## Given problem
Pull out every line of the records that contains the word "short", and copy each such line as a whole.

## Provided entries
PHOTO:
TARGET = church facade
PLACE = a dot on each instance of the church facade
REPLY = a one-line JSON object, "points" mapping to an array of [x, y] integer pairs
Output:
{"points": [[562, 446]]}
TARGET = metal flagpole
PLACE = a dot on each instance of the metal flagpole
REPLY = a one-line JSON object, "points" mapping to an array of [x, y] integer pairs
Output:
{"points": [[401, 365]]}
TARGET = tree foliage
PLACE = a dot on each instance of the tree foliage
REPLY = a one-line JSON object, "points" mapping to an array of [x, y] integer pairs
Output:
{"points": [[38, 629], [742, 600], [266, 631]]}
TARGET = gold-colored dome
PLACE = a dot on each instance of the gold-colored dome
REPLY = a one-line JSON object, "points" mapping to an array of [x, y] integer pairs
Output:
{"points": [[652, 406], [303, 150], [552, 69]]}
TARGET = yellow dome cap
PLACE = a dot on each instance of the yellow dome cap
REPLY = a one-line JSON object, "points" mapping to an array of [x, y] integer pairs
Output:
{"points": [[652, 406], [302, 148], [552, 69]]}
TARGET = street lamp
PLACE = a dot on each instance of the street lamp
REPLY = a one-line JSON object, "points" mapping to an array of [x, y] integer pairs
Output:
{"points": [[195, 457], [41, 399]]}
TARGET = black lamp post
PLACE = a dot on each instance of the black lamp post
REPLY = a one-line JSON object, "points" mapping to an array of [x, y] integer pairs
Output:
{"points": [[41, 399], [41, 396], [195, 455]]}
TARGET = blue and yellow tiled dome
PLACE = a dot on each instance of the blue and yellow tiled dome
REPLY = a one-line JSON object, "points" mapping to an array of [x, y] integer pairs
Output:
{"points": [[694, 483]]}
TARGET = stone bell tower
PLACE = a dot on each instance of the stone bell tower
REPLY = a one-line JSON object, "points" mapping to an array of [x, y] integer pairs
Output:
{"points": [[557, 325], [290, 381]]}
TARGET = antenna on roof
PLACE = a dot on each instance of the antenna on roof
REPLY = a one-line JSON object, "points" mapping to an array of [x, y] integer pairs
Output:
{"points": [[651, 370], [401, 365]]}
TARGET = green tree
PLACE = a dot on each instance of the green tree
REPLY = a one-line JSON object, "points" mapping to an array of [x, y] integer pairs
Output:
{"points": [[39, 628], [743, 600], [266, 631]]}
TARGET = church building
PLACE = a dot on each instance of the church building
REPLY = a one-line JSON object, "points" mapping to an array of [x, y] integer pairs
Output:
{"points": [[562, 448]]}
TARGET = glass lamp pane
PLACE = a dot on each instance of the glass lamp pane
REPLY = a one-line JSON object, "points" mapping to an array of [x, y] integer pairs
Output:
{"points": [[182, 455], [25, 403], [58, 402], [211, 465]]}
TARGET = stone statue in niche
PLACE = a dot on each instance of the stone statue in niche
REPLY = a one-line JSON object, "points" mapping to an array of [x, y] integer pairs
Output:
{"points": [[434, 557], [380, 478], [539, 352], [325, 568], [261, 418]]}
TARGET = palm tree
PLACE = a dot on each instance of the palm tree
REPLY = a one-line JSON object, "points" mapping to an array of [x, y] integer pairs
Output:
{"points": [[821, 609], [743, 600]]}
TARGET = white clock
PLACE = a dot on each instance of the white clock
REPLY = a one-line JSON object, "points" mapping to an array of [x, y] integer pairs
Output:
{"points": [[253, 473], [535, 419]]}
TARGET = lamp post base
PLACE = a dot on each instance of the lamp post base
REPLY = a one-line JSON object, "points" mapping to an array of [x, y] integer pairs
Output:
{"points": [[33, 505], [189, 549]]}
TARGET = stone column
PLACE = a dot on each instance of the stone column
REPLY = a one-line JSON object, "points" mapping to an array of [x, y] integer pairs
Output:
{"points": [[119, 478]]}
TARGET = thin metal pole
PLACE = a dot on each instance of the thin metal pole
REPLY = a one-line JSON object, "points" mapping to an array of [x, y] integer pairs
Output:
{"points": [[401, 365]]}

--

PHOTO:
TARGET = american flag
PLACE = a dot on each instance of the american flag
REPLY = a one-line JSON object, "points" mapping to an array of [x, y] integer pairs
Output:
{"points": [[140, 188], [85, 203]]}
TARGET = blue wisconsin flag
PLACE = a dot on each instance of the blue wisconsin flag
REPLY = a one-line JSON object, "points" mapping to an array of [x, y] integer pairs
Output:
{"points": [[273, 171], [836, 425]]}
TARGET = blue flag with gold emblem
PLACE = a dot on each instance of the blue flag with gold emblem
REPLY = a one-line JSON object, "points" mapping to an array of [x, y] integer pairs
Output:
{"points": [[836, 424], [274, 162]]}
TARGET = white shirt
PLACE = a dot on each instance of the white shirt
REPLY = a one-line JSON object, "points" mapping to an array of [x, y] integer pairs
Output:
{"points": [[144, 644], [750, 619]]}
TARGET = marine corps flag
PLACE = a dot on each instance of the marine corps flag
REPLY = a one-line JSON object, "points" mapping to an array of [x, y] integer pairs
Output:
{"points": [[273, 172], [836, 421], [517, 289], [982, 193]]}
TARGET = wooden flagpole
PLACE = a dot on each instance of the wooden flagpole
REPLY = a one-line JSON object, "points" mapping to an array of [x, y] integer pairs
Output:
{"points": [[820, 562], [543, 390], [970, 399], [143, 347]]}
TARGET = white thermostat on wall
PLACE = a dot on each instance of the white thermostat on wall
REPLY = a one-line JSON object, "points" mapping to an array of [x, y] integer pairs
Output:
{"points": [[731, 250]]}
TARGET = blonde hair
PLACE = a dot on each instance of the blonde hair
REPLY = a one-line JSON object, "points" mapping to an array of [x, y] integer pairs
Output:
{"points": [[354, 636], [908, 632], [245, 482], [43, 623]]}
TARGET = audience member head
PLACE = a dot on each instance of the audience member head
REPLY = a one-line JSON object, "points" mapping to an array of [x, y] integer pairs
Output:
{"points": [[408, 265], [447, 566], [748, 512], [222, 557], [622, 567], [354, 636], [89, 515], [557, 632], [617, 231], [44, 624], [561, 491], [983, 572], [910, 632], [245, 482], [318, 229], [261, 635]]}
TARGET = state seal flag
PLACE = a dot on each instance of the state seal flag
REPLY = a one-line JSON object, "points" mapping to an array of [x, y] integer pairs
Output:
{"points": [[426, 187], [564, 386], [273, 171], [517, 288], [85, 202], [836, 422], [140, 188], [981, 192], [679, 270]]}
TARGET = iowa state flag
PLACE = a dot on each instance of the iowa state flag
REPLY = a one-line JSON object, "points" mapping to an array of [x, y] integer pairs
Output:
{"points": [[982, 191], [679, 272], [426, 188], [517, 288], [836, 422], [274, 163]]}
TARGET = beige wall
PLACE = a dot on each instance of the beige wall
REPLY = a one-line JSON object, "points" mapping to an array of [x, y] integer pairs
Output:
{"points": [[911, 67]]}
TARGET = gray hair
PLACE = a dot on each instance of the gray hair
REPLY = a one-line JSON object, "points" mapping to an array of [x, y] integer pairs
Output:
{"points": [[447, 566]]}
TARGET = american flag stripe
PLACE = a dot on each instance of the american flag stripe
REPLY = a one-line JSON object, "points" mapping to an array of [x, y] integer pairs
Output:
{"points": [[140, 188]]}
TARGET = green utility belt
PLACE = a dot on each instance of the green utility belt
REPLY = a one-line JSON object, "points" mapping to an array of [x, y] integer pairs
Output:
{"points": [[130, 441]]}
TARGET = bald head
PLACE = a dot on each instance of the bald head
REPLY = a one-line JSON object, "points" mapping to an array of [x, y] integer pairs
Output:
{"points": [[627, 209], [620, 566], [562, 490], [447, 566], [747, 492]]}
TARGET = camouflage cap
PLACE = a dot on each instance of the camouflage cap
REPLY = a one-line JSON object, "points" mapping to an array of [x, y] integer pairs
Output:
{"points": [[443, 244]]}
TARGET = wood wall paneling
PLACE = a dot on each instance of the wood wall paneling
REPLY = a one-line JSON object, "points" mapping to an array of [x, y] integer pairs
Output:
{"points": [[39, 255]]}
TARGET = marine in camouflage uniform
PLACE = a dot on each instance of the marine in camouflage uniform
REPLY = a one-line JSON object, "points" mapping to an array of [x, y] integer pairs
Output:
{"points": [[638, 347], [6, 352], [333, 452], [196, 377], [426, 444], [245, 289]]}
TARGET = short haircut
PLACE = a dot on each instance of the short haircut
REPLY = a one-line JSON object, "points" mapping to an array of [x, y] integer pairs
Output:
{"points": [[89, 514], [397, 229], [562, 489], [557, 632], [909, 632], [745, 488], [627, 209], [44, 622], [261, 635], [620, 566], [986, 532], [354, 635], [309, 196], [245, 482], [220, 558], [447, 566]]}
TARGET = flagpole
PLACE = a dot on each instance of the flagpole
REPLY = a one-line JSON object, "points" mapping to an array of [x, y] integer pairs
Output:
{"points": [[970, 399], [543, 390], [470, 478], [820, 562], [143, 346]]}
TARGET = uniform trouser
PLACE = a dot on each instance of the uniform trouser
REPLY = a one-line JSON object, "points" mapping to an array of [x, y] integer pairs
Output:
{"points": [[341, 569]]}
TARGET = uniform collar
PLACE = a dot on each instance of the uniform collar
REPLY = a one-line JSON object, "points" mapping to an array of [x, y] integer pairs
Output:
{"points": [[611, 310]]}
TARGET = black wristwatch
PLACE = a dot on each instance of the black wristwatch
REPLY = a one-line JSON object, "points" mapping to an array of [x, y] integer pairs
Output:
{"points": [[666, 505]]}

## Output of the exercise
TARGET = short haircut
PLACE = a dot on each instance of the short haircut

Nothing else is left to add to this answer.